(GIVEN DATA Opens)
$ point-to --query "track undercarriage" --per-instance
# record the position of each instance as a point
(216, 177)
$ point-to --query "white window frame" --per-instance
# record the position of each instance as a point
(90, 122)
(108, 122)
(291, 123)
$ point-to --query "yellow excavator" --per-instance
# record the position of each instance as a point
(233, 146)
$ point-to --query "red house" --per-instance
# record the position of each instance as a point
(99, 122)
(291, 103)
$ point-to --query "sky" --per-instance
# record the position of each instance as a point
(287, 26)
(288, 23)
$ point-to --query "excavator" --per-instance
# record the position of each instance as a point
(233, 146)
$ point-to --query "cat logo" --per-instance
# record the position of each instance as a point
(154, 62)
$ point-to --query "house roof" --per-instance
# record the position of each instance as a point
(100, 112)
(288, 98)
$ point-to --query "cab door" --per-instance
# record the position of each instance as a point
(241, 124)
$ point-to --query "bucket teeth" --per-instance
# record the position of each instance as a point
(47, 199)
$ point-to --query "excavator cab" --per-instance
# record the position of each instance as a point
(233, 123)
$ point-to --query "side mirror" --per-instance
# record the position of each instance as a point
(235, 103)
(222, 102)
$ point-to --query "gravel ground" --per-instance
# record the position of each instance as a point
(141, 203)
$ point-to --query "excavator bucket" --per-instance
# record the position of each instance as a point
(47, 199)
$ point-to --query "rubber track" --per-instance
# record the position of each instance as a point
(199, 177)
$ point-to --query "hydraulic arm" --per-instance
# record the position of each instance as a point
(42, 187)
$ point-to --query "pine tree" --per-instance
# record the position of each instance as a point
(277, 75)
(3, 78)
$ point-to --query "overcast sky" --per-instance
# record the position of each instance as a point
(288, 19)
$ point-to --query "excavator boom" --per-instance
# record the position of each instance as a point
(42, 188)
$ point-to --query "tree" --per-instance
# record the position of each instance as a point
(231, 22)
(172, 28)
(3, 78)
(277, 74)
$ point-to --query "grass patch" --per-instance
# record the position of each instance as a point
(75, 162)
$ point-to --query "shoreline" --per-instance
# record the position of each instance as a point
(GIVEN DATA Closes)
For the word "bucket", say how many lines of the records above contain it. Reply with the number alone.

2